WORK TO BE COMPLETED:
Retype each record exactly, please. Skip none.

Start of DATASET CONTENT

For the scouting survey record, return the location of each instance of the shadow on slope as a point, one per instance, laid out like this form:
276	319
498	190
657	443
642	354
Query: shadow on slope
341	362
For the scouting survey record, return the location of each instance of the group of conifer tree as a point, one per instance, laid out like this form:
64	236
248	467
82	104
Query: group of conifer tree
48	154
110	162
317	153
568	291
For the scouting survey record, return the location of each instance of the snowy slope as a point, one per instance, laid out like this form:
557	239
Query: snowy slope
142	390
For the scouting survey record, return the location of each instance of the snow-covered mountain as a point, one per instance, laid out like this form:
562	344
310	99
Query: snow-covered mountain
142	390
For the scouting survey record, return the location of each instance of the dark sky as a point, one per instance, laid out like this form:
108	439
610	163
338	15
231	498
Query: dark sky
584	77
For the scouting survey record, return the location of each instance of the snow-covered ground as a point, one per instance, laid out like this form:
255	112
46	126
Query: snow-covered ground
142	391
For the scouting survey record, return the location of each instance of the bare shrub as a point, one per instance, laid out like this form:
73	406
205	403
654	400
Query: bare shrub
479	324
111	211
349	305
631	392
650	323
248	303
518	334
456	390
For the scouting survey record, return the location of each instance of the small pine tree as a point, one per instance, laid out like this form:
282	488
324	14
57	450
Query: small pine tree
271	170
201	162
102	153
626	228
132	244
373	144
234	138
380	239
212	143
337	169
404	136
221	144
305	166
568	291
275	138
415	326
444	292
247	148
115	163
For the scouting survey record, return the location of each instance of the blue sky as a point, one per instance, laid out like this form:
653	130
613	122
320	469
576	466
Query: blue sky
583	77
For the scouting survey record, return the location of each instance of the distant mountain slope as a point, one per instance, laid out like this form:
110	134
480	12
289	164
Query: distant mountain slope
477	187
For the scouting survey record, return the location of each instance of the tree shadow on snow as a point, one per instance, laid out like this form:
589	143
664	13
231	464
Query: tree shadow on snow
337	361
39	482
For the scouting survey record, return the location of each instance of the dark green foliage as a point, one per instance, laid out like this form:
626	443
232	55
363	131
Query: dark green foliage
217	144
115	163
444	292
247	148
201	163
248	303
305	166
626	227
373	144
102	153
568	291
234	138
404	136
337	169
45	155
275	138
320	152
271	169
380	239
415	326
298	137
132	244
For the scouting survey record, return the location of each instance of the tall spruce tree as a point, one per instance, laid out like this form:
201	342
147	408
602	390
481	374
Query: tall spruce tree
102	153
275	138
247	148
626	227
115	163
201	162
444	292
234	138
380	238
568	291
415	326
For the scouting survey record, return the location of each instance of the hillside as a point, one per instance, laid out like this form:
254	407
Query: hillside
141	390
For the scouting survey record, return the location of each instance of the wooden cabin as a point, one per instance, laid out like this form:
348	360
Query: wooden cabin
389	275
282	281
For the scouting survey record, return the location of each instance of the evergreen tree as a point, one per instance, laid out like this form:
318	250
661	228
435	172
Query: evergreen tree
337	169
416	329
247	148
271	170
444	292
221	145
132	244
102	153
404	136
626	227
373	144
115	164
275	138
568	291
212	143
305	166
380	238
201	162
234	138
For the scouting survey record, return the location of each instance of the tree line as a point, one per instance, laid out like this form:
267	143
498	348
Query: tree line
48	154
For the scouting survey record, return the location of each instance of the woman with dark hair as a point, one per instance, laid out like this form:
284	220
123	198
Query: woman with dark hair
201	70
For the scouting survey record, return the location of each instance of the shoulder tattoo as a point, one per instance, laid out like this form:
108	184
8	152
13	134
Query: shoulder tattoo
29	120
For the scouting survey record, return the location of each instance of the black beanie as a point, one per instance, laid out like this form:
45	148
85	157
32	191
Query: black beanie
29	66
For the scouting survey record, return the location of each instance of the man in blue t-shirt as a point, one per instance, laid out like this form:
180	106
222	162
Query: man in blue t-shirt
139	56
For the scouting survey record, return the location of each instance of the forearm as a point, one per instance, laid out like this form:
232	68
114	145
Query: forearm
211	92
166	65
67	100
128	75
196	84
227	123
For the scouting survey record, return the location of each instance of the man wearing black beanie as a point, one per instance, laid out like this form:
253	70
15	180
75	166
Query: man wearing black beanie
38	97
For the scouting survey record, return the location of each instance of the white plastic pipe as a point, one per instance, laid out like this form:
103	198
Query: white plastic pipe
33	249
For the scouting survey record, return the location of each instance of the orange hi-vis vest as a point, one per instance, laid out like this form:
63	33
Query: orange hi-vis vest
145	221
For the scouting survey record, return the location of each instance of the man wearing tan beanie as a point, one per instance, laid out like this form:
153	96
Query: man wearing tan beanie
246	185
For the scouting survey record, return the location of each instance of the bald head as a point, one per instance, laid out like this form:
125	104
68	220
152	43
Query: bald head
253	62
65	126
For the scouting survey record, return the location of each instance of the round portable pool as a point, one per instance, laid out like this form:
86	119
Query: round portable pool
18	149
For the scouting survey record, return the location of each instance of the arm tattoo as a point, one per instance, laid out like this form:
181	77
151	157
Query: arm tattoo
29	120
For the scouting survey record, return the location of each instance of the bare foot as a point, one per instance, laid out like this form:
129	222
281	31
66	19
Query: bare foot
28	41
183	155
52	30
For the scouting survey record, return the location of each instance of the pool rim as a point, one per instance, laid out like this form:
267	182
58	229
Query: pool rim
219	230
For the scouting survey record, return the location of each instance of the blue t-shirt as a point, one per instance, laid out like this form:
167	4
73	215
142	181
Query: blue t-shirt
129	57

End of DATASET CONTENT

OUTPUT FOR THIS EXERCISE:
For the scouting survey record, return the location of each instance of the shadow on slope as a point, one per instance, laid out like this form:
276	319
498	190
657	443
642	354
Query: shadow on slope
341	362
For the scouting survey record, return the location of each instance of the group of conifer tree as a point, one per instance, laid out like this form:
64	236
248	467
82	104
Query: group of conifer tree
48	154
110	162
317	153
568	291
For the scouting survey record, return the location of each instance of the snowy slope as a point, one per instance, laid out like this form:
557	239
Query: snowy slope
142	390
For the scouting survey record, return the location of each instance of the snow-covered mountain as a point, one per instance, laid out like this form:
562	344
310	99
Query: snow-covered mountain
142	390
For the scouting survey record, return the location of each instance of the dark sky as a point, one per instance, laid out like this form:
108	439
610	163
338	15
231	498
Query: dark sky
584	77
For the scouting survey record, return the location of each instance of the snow-covered ground as a point, one per instance, laid out like this form:
255	112
46	126
Query: snow-covered ground
142	391
For the scouting survey record, return the location of each instance of the bare shrub as a point, one per instance, laid out like this form:
73	406
205	403
654	400
Query: bare shrub
479	324
111	211
349	305
631	392
650	323
248	303
518	334
456	390
For the scouting survey record, return the location of each instance of the small pine tree as a point, one per instance, laid out like this form:
282	488
324	14
57	450
Query: small pine tree
271	170
201	162
102	153
626	228
132	244
373	144
234	138
380	239
212	143
337	169
404	136
221	144
305	166
568	291
275	138
415	326
444	292
247	148
115	163
For the scouting survey record, return the location of each instance of the blue sky as a point, one per instance, laid out like this form:
653	130
613	122
320	469
576	466
Query: blue sky
583	77
For the scouting survey record, return the location of each instance of the distant mountain slope as a point, one per instance, laid out like this form:
110	134
480	12
289	164
Query: distant mountain slope
477	187
For the scouting survey record, return the location of each instance of the tree shadow on snow as a point, one per instance, laid out like this form:
589	143
664	13
231	464
Query: tree shadow on snow
337	361
39	482
For the scouting survey record, return the location of each instance of the dark green foliage as a point, one per instance, laid out like this form:
626	443
232	55
363	131
Query: dark green foliage
217	144
115	163
444	292
247	148
201	163
248	303
305	166
626	227
373	144
102	153
568	291
234	138
404	136
337	169
45	155
275	138
320	152
271	169
380	239
415	326
298	137
132	244
For the scouting survey record, return the location of each instance of the tall spruce tree as a point, one per instance, laid out like this form:
201	342
147	408
602	390
481	374
Query: tall spruce tree
102	153
275	138
247	148
626	227
115	163
201	162
444	292
234	138
380	238
568	291
415	326
For the scouting survey record, return the location of each instance of the hillside as a point, one per instance, laid out like this form:
254	407
Query: hillside
141	390
For the scouting survey record, return the location of each instance of the wooden cabin as a point, one per instance, laid out like this form:
348	360
Query: wooden cabin
389	275
282	281
For the scouting survey record, return the location of each instance of the evergreen tree as a point, one per instance, laid out like this form:
318	250
661	228
435	172
Query: evergreen tree
337	169
416	329
247	148
271	170
444	292
221	145
132	244
102	153
404	136
626	227
373	144
115	164
275	138
568	291
212	143
305	166
380	238
201	162
234	138
For the scouting survey record, return the location of each instance of the tree line as a point, one per instance, laid out like this form:
267	143
498	348
Query: tree line
48	154
For the scouting survey record, return the location of each instance of the woman with dark hair as a point, one per instance, laid out like this form:
284	220
123	198
Query: woman with dark hair
201	70
For the scouting survey record, return the location of each instance of the shoulder tattoo as a point, one per instance, laid out like this form:
108	184
8	152
13	134
Query: shoulder tattoo
29	120
For the scouting survey record, return the location of each instance of the black beanie as a point, one per instance, laid out like this form:
45	148
85	157
32	191
Query: black beanie
29	66
For the scouting survey record, return the location of each instance of the man in blue t-shirt as a point, one per instance, laid out like this form:
180	106
222	162
Query: man in blue t-shirt
139	56
For the scouting survey record, return the location of each instance of the forearm as a point, one per instance, laid out like this form:
232	68
114	145
Query: forearm
211	92
166	65
67	100
128	75
196	84
227	123
For the scouting survey record, return the location of each instance of the man wearing black beanie as a point, one per instance, laid out like this form:
253	70
15	180
75	166
Query: man wearing black beanie
38	97
For the scouting survey record, return the location of each instance of the white plastic pipe as a point, one per instance, laid out like this form:
103	198
Query: white plastic pipe
33	249
For the scouting survey record, return the location of each instance of the orange hi-vis vest as a point, one per instance, laid out like this form:
63	33
Query: orange hi-vis vest
145	221
For the scouting survey record, return the location of each instance of the man wearing tan beanie as a point, one per instance, laid out like this form:
153	96
Query: man wearing tan beanie
246	185
For the scouting survey record, return the location of each instance of the bald head as a point, one per instance, laid out like this form:
125	104
68	220
152	43
Query: bald head
253	62
65	126
For the scouting survey record, return the location of each instance of the round portable pool as a point, one per instance, laid out like this form:
86	119
Query: round portable pool
18	149
For the scouting survey record, return the location of each instance of the arm tattoo as a point, one per instance, laid out like this form:
181	77
151	157
Query: arm tattoo
29	120
For the scouting survey record, return the location of each instance of the bare foot as a point, one per instance, laid out like this form:
129	222
281	31
66	19
Query: bare foot
28	41
183	155
52	30
For the scouting survey record, return the location of each instance of the pool rim as a point, one per instance, laid out like this form:
267	182
58	229
Query: pool rim
219	230
For the scouting survey record, return the location of each instance of the blue t-shirt as a point, one per instance, laid out like this form:
167	4
73	215
142	181
Query: blue t-shirt
129	57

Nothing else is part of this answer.